▶ [Task objective]
Update the data that begins at the line containing "Where, in the image shown below, would" and stops after the line containing "456,368 -> 500,416" by replacing "tree branch" with "branch", keeping everything else the same. Return only those lines and leave out the pictures.

▶ [Supplied data]

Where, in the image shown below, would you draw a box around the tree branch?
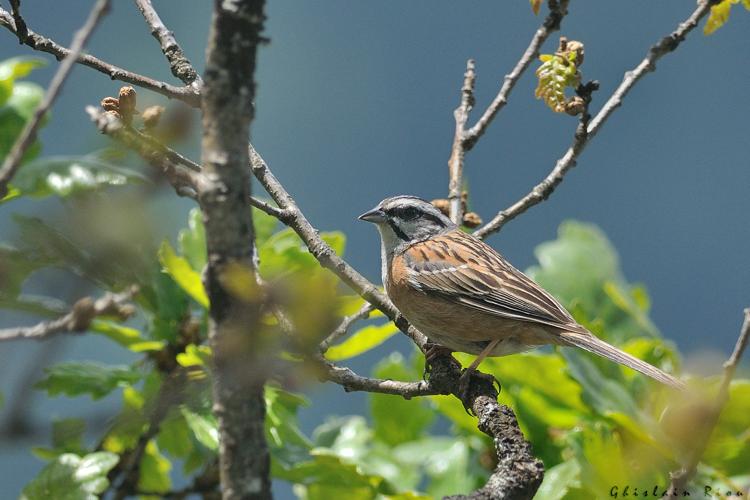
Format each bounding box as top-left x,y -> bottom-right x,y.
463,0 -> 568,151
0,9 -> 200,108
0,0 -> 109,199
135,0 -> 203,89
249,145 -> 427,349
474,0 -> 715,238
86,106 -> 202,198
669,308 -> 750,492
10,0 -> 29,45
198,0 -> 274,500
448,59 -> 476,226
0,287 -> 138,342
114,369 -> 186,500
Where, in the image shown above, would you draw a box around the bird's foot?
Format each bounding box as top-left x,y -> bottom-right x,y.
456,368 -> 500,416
* * *
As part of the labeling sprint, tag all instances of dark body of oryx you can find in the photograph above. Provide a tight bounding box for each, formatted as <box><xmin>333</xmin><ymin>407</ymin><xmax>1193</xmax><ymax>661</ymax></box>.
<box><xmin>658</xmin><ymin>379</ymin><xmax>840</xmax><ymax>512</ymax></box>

▶ [Worked solution]
Where, in the image shown below, would you draw a box around the branch?
Format each bounding box as top-left x,y -> bottom-right x,y.
463,0 -> 568,151
0,9 -> 200,108
0,0 -> 109,199
135,0 -> 203,89
249,145 -> 427,349
474,0 -> 715,238
86,106 -> 202,198
669,308 -> 750,492
10,0 -> 29,45
198,0 -> 274,500
448,59 -> 476,226
0,287 -> 138,342
114,369 -> 186,500
Where, in the image shown above, would you draw a box around the bird's foot?
Format each bounding box as top-left x,y -> bottom-right x,y.
456,368 -> 500,416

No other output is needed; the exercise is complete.